● **Your objective**: Your task is to give the data again, exactly, with every line intact.

Stored items from a collection:
-.-.-
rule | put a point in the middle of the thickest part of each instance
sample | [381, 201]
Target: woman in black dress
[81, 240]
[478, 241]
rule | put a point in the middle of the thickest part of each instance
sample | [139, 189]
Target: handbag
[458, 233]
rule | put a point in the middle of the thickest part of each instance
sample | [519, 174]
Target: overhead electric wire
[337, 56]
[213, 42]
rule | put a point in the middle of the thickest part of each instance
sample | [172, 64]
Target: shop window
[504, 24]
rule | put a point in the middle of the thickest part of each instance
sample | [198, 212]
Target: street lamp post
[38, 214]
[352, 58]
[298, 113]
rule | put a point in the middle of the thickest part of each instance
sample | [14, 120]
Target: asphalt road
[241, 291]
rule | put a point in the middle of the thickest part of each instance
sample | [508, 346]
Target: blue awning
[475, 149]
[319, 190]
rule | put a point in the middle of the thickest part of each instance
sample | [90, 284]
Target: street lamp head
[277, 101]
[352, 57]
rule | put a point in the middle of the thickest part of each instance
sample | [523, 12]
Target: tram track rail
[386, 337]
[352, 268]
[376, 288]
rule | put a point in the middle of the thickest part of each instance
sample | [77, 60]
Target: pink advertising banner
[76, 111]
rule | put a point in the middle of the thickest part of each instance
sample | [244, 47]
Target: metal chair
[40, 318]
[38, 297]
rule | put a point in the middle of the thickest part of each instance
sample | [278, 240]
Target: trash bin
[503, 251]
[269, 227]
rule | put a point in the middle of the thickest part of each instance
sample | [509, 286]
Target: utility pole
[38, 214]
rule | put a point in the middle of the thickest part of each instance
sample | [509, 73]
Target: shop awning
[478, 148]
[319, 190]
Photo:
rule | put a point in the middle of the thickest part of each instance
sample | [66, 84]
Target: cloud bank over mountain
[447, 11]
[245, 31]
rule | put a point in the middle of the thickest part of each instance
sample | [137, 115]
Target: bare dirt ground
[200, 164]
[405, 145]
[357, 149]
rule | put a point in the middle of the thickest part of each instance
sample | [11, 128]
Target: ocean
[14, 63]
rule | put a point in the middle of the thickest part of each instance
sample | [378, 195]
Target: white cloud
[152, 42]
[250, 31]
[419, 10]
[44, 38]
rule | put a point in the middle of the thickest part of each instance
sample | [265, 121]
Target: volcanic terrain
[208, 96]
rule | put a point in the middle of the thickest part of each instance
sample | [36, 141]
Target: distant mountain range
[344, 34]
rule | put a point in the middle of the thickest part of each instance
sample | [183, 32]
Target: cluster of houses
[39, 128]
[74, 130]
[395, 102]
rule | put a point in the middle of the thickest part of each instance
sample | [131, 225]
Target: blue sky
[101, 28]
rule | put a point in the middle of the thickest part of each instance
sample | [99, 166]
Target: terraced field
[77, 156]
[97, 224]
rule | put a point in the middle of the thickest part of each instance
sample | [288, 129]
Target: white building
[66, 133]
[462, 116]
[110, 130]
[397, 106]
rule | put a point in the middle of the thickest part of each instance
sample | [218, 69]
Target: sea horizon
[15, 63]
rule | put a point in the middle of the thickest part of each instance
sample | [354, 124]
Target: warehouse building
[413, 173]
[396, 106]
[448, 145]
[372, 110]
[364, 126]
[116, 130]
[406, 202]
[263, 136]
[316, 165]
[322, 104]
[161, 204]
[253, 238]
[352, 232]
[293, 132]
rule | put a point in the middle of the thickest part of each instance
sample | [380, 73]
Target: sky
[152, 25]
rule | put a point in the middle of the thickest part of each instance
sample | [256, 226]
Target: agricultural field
-.-.-
● **Task solution**:
rule | put a point in the middle of the thickest part of each instance
sample | [381, 201]
Target: woman in black dress
[81, 240]
[478, 241]
rule | put a point in the middle of the thickest part of each instance
sample | [139, 189]
Target: handbag
[458, 233]
rule | put a point in the middle of the thickest part of each instance
sample | [519, 174]
Target: overhead electric wire
[337, 56]
[213, 42]
rule | put a point in the middle of the thickest part of each instance
sample | [172, 64]
Target: shop window
[504, 24]
rule | put a point in the middle of the thickest part of each instance
sample | [198, 212]
Target: street lamp post
[38, 214]
[352, 58]
[298, 113]
rule | put a point in the middle of the thickest part of each instance
sample | [14, 120]
Target: asphalt road
[241, 291]
rule | put a point in the middle of the thickest part of each instance
sample | [508, 346]
Target: blue awning
[475, 149]
[319, 190]
rule | put a point in the middle of the thickest part of each instance
sample | [90, 284]
Target: street lamp head
[277, 101]
[352, 57]
rule | put a point in the middle of the thickest part of each instance
sample | [523, 12]
Target: tram track rail
[386, 337]
[352, 268]
[376, 288]
rule | put a point in the middle of the thickest part of each instance
sample | [77, 60]
Target: pink advertising banner
[76, 111]
rule | put a point in the middle of the thickest part of each instance
sample | [244, 47]
Target: metal chair
[40, 318]
[38, 297]
rule | put a point in the middle of the thickest part of each instance
sample | [278, 240]
Target: trash bin
[503, 251]
[269, 227]
rule | put a point in the middle of the thickest part of each instance
sample | [509, 286]
Target: utility pole
[38, 214]
rule | put a point in the middle of the thickest part of each instance
sample | [509, 73]
Target: shop awning
[478, 148]
[319, 190]
Photo:
rule | put a point in the middle of the thickest part of each instance
sample | [66, 84]
Target: cloud bank over mountain
[447, 11]
[245, 31]
rule | put a point in the middle of the thickest part of each instance
sample | [137, 115]
Target: bare dirt ground
[200, 164]
[405, 145]
[357, 149]
rule | put a point in the middle of the thickest part of each instance
sample | [11, 128]
Target: ocean
[14, 63]
rule | put a point in the middle of the thickest part of each instance
sample | [378, 195]
Target: white cloud
[152, 42]
[250, 31]
[419, 10]
[44, 38]
rule | put a point in the middle of the thickest part of each instance
sample | [265, 121]
Target: volcanic terrain
[208, 96]
rule | put a point in the middle of the thickest part of each instance
sample | [36, 141]
Target: distant mountain range
[344, 34]
rule | put a point in the middle of the thickest part of each instance
sample | [183, 32]
Target: cluster of houses
[39, 128]
[74, 130]
[395, 102]
rule | put a point in the middle of the thickest part of each instance
sample | [131, 225]
Target: blue sky
[101, 28]
rule | put a point in the middle of the thickest part of each instance
sample | [99, 166]
Target: terraced field
[77, 156]
[97, 224]
rule | put a point in the middle of the thickest part of each instance
sample | [288, 129]
Target: white building
[66, 133]
[462, 116]
[110, 130]
[397, 106]
rule | put a point in the middle of the thickest part of each instance
sample | [218, 69]
Target: sea horizon
[15, 63]
rule | put a point in the middle of the thickest part of each instance
sample | [354, 124]
Target: warehouse building
[413, 173]
[396, 106]
[448, 145]
[372, 110]
[364, 126]
[116, 130]
[406, 202]
[263, 136]
[316, 165]
[322, 104]
[161, 204]
[253, 238]
[352, 232]
[293, 132]
rule | put a point in the middle of the thickest part of each instance
sample | [380, 73]
Target: sky
[152, 25]
rule | put a point in the middle of the thickest part of each instance
sample | [256, 226]
Target: agricultural field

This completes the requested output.